Written problem: Revise the lines between the one holding "Find the young" and the one holding "217 133 L 213", inclusive, so that "young tree" becomes "sapling" and everything else is unchanged. Return only those lines, without the picture.

Segmentation dataset excerpts:
____
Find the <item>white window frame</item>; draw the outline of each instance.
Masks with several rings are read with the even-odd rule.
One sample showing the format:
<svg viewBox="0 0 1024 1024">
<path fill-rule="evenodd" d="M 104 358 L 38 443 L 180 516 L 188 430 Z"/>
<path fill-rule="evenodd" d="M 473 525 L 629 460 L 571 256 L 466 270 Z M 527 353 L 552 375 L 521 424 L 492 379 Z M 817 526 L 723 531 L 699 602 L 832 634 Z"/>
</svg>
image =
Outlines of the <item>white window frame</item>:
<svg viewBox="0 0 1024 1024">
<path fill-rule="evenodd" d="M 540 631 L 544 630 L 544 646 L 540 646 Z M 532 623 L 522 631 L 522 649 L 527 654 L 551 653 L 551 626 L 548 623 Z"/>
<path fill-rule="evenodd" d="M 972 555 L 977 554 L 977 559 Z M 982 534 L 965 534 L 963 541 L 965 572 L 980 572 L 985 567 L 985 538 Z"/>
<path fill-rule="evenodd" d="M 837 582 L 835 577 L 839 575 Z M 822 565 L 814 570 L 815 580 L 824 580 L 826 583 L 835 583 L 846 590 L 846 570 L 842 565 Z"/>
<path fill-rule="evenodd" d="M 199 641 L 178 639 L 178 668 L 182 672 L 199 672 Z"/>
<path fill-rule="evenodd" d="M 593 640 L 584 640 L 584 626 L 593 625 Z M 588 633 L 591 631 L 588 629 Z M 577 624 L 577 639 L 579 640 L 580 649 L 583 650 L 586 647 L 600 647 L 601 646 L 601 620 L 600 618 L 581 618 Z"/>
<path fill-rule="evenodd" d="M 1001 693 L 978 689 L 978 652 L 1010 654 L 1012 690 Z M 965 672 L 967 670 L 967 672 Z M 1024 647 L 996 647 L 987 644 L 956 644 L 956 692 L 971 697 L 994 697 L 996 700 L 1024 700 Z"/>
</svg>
____
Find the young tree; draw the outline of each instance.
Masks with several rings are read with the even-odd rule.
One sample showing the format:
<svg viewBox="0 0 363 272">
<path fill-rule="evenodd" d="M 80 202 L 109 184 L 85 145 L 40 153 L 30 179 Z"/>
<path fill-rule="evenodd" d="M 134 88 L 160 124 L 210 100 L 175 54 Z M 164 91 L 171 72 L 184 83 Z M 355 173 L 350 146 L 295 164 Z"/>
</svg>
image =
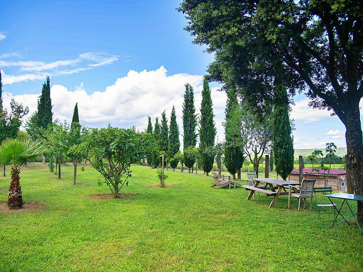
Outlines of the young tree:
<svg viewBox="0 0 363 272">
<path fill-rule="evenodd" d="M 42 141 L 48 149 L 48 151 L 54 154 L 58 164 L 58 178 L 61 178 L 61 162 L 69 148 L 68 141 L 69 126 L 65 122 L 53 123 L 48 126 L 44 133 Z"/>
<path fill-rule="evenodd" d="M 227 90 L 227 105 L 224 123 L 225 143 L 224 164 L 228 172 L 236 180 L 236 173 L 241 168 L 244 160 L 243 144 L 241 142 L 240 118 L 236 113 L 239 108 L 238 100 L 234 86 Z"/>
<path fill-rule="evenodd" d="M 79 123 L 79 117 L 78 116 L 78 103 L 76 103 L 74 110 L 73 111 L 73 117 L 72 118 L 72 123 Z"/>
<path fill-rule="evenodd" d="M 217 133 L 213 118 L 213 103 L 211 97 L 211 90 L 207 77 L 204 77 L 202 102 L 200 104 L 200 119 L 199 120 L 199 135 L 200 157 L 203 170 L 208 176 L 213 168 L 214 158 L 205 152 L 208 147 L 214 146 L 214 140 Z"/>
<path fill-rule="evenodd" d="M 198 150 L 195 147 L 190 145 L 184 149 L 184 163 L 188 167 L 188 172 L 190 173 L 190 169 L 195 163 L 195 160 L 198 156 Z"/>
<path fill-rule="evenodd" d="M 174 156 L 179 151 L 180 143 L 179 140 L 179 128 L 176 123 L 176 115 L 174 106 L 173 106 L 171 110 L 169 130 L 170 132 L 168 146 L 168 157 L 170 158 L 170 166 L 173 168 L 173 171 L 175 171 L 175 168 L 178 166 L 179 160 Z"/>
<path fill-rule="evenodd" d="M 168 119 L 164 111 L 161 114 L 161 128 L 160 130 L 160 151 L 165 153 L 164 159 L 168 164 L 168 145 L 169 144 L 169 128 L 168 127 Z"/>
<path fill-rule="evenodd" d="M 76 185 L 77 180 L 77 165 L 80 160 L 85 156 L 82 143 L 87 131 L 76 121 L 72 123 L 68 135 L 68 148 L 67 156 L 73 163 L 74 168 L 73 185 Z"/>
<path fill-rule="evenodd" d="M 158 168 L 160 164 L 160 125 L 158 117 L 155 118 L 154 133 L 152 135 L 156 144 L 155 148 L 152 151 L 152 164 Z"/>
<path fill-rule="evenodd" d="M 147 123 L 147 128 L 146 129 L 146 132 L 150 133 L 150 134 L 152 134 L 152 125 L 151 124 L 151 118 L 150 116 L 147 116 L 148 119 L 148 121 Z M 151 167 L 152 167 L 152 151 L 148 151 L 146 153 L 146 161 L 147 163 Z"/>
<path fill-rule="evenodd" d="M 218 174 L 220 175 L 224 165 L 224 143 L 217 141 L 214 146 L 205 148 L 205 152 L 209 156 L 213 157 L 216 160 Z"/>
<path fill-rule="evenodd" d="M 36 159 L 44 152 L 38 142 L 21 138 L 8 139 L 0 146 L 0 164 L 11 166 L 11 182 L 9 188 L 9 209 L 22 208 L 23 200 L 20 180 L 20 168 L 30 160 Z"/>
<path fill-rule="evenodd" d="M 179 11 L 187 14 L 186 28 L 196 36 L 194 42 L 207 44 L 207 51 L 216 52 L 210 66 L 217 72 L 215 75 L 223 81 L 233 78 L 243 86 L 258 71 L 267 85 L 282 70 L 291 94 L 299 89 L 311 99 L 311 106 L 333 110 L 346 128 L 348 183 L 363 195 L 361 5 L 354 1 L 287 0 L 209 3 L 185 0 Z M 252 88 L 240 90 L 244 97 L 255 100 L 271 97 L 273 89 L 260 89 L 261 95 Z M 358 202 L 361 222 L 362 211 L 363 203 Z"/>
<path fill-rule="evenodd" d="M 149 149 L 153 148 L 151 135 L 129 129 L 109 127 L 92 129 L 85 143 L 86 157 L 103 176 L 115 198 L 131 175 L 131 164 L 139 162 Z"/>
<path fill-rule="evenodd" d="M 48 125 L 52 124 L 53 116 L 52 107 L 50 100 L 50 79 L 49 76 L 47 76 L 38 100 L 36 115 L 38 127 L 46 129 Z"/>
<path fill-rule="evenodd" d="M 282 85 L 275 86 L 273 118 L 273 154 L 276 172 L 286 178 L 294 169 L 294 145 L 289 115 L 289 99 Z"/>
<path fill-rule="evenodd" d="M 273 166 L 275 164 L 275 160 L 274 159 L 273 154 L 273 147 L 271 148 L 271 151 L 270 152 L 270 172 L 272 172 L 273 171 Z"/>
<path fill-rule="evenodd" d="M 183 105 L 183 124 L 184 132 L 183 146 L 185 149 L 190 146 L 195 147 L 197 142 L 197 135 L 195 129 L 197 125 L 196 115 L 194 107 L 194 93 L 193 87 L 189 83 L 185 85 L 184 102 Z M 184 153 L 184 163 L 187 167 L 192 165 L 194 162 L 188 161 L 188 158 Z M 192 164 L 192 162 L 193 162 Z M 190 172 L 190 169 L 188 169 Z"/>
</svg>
____
Correct answer:
Find the sapling; draw the outline of each instance.
Masks with several rings are read with the even-odd rule.
One sample showing the format:
<svg viewBox="0 0 363 272">
<path fill-rule="evenodd" d="M 80 202 L 109 184 L 85 145 L 40 153 L 30 179 Z"/>
<path fill-rule="evenodd" d="M 134 88 L 160 124 L 210 100 L 175 54 Z M 164 91 L 171 72 L 184 83 Z M 355 173 L 350 146 L 295 164 Z"/>
</svg>
image =
Outlines of the sapling:
<svg viewBox="0 0 363 272">
<path fill-rule="evenodd" d="M 42 141 L 48 149 L 48 151 L 54 154 L 58 164 L 58 178 L 61 178 L 61 162 L 69 148 L 68 141 L 69 126 L 65 122 L 53 123 L 48 126 L 44 133 Z"/>
<path fill-rule="evenodd" d="M 227 90 L 227 105 L 224 123 L 225 143 L 224 164 L 228 172 L 236 180 L 236 173 L 241 168 L 244 160 L 243 144 L 241 142 L 240 118 L 236 113 L 239 108 L 238 100 L 234 86 Z"/>
<path fill-rule="evenodd" d="M 79 123 L 79 117 L 78 116 L 78 103 L 76 103 L 74 110 L 73 111 L 73 117 L 72 118 L 72 123 Z"/>
<path fill-rule="evenodd" d="M 217 133 L 213 118 L 213 103 L 211 97 L 211 90 L 207 77 L 204 77 L 202 102 L 200 104 L 200 119 L 199 120 L 199 135 L 200 157 L 203 170 L 208 176 L 213 168 L 214 158 L 205 152 L 208 147 L 214 146 L 214 140 Z"/>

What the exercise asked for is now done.